DATA TO EXAMINE: Begin

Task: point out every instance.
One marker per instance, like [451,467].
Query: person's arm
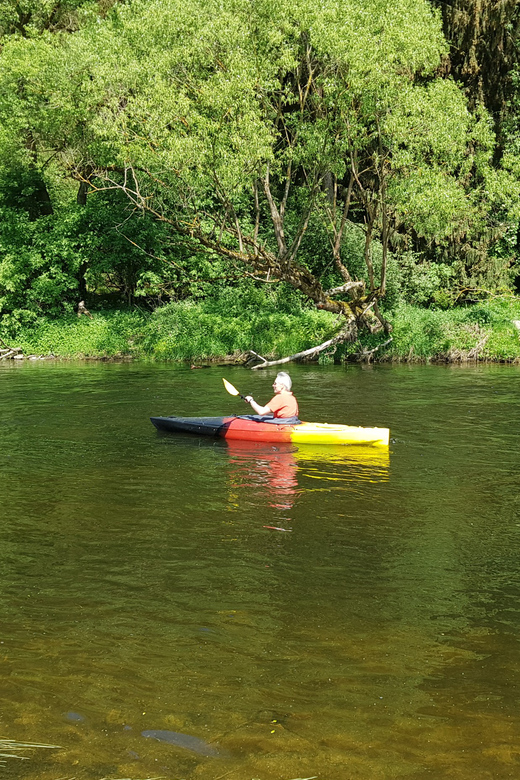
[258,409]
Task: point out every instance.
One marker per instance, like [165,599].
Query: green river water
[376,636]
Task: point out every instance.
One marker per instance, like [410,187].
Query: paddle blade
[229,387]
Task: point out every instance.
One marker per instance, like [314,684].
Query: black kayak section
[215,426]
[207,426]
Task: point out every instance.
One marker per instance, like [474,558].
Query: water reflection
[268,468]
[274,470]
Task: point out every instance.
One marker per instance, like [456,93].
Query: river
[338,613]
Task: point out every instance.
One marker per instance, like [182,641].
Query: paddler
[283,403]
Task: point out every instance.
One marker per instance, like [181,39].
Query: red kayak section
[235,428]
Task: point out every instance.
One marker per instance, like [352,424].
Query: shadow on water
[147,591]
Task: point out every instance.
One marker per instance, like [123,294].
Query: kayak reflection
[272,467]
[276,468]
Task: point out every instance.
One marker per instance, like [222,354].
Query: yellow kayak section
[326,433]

DATA TO EXAMINE: End
DATA TO EXAMINE: Begin

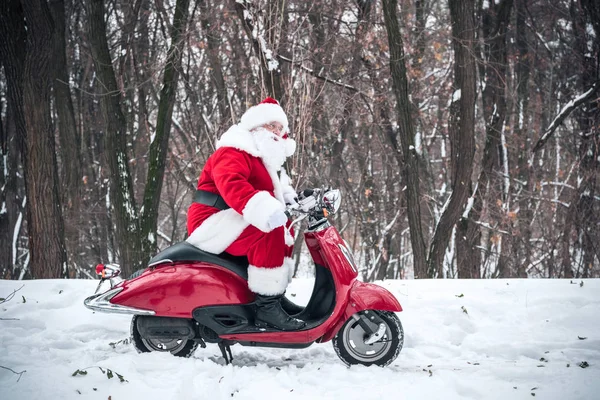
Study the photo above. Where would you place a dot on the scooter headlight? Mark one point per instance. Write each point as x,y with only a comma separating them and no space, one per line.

DATA TO EXAMINE: End

## THE PROBLEM
Which of the lines in the material above contain "marker"? Copy each one out.

## RESULT OF THIS TASK
One marker per instance, like [451,467].
One marker per instance, like [165,599].
One marker per instance, like [410,187].
One marker per instance, like [314,684].
One marker per instance, like [474,558].
One marker per instance, like [456,93].
One marker per instance, like [182,641].
One marker per instance, like [181,39].
One marker per instance, like [352,424].
One marker per instance, like [123,294].
One marker per instance, like [222,354].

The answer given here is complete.